> ЗАДАНИЕ 1: Скопируйте из текста о «Конраде Валленроде» отрывок от слов «Обычно эти слова» до слов «интерпретироваться вполне буквально.» включительно, ничего в нём не меняя.
> ЗАДАНИЕ 2: Отберите в записях все строки, где встречается слово «white», и выпишите их.

В часто цитируемом введении к «Конраду Валленроду» Мицкевич писал:
«Литва теперь всецело принадлежит истории… Не к этому ли призывает нас Шиллер, когда пишет: Was unsterblich im Gesang soll leben , Muss im Leben untergehen, “Что в песне обретает вечную жизнь, в жизни самой должно угаснуть”».
Обычно эти слова истолковываются как сознательный ход, направленный на скрытие от цензуры реального смысла поэмы «Конрад Валленрод». Действительно, средневековая Литва в эпической поэме Мицкевича фигурировала в качестве вполне прозрачного псевдонима для всей Речи Посполитой, возрождение которой было первым пунктом авторского посыла. Но и здесь присутствует характерная двусмысленность: чтобы быть примененным к реальной средневековой Литве с ее отдельным историческим прошлым, утверждение Мицкевича должно было интерпретироваться вполне буквально.

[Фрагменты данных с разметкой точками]

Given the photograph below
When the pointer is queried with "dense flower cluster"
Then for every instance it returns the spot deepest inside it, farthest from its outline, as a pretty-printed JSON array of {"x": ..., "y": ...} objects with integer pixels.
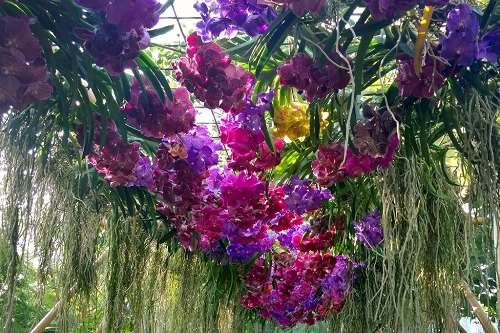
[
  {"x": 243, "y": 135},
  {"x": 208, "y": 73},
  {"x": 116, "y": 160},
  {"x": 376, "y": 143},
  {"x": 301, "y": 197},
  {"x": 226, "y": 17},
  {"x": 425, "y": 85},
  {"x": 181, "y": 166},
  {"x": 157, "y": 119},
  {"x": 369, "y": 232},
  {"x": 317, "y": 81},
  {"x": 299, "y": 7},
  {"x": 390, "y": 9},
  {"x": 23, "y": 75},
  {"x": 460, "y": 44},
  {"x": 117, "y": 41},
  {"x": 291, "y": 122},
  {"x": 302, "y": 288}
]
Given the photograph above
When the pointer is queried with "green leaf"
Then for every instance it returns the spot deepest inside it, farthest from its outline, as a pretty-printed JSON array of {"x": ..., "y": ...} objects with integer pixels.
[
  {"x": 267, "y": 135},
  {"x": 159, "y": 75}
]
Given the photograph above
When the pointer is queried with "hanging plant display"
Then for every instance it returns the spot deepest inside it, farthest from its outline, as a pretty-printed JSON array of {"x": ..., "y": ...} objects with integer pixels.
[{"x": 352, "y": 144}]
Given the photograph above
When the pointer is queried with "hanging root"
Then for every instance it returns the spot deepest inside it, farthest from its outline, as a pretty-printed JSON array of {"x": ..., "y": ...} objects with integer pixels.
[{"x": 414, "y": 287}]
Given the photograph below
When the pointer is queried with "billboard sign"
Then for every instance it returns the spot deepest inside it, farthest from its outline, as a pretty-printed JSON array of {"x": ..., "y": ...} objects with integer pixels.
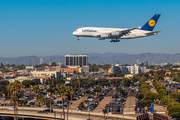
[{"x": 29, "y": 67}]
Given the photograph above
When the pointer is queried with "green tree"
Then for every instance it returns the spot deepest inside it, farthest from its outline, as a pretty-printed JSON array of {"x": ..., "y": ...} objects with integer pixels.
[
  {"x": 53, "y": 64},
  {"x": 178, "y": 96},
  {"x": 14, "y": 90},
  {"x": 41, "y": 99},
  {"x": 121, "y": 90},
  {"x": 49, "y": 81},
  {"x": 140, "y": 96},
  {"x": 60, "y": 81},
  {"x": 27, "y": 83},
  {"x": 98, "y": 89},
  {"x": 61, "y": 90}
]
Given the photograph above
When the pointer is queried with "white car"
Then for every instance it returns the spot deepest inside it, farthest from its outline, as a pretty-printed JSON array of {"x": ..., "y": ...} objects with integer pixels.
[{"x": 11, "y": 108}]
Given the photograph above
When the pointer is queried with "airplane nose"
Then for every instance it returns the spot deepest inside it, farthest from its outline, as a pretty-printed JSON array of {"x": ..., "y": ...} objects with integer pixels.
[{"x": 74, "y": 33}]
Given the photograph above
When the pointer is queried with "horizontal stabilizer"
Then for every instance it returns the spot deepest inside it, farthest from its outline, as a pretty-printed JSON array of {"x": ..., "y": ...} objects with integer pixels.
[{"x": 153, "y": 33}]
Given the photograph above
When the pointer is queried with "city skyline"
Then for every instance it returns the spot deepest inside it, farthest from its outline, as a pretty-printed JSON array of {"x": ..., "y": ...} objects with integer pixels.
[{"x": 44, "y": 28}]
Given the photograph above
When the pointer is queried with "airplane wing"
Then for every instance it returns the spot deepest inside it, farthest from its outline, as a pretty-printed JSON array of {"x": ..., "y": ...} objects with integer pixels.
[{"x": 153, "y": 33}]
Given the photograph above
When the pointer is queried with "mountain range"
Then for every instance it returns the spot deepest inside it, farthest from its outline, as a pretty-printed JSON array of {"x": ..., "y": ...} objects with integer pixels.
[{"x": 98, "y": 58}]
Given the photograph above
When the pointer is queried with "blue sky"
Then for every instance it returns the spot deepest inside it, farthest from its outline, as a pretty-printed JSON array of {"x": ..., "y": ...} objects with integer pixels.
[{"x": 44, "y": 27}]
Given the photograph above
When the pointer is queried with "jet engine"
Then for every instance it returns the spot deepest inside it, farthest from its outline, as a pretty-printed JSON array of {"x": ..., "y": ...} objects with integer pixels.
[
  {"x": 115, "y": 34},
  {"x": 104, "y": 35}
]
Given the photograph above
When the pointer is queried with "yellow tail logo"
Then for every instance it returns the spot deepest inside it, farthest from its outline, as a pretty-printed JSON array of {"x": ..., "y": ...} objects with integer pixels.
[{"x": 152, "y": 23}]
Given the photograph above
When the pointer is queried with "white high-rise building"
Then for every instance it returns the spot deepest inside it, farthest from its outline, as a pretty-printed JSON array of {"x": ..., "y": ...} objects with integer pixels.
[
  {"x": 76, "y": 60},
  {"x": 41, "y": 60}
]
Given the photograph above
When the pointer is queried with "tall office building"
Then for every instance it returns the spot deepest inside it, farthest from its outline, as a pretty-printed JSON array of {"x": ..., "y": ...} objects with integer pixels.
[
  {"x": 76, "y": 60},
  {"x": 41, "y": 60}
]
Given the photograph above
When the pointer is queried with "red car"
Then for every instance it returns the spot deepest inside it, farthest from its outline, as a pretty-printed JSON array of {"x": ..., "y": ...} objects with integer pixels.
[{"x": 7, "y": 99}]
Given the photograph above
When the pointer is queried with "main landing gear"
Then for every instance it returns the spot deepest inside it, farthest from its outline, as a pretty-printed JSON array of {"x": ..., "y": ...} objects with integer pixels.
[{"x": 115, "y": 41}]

==

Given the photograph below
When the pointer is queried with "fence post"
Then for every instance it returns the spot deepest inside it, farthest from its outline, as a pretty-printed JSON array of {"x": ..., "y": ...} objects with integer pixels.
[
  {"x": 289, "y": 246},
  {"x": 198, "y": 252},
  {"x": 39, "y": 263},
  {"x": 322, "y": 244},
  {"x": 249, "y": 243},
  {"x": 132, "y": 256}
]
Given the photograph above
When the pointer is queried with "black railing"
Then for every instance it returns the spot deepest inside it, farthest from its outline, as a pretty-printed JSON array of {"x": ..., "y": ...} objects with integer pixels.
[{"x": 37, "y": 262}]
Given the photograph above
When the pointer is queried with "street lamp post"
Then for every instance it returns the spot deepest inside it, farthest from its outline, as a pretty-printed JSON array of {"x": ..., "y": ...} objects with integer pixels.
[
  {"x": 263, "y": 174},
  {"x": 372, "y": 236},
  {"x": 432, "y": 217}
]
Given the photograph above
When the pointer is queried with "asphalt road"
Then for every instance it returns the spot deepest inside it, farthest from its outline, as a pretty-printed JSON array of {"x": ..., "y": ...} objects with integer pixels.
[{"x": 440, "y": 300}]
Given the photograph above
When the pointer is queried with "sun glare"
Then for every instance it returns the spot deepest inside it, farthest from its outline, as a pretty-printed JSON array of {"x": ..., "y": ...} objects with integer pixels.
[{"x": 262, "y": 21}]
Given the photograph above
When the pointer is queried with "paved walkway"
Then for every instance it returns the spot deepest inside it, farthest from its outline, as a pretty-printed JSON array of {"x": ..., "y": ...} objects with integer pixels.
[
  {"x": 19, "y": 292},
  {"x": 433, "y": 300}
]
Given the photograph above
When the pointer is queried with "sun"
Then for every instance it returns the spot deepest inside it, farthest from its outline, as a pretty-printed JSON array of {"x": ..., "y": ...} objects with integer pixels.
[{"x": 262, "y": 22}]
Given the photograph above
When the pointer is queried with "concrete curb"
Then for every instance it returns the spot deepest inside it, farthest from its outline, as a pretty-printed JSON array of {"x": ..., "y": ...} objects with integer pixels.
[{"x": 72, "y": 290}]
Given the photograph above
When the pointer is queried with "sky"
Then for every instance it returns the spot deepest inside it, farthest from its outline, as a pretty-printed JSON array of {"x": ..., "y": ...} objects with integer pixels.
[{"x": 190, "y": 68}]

> ОЖИДАЕМЫЙ РЕЗУЛЬТАТ 1:
Обычно эти слова истолковываются как сознательный ход, направленный на скрытие от цензуры реального смысла поэмы «Конрад Валленрод». Действительно, средневековая Литва в эпической поэме Мицкевича фигурировала в качестве вполне прозрачного псевдонима для всей Речи Посполитой, возрождение которой было первым пунктом авторского посыла. Но и здесь присутствует характерная двусмысленность: чтобы быть примененным к реальной средневековой Литве с ее отдельным историческим прошлым, утверждение Мицкевича должно было интерпретироваться вполне буквально.

> ОЖИДАЕМЫЙ РЕЗУЛЬТАТ 2:
When the pointer is queried with "white car"
When the pointer is queried with "white high-rise building"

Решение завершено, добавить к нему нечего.